Revise the part of the rows that opens with the line containing "of the person's" and closes with the line containing "pixel 161 241", putting "tool grip" wherever "tool handle" appears and changing nothing else. Return only those lines.

---

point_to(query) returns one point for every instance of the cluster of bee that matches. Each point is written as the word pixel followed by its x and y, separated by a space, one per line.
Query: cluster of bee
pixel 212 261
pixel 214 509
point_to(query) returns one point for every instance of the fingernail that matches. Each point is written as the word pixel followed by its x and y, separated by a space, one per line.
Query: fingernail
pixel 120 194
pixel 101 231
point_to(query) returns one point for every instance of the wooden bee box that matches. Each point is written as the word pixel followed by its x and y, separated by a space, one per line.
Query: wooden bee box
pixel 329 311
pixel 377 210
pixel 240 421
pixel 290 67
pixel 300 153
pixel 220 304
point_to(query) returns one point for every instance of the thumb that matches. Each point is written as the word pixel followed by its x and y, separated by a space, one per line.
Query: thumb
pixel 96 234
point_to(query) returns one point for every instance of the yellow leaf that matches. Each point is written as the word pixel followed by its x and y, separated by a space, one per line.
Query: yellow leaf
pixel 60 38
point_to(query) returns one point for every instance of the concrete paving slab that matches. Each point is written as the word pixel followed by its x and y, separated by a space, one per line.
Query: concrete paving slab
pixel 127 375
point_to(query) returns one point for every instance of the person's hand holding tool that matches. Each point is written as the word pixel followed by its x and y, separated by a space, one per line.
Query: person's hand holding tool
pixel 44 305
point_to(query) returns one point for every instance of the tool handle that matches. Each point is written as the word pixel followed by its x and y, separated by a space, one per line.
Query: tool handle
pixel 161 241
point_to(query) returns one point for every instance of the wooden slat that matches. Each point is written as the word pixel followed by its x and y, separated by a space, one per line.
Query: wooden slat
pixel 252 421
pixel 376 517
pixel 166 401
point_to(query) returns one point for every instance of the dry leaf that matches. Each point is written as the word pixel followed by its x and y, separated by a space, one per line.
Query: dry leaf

---

◆ EXERCISE RESULT
point_to(query) returns one point for every instance of the person's hand holding tool that matches. Each point is written as the word pixel followed by its x and y, separated by a space, one per line.
Query: person's hand holding tool
pixel 44 305
point_to(query) returns one point for every instance of the tool grip that matches. Each point is written as the word pixel followed by its x and y, separated by a space, one per line.
Query: tool grip
pixel 161 241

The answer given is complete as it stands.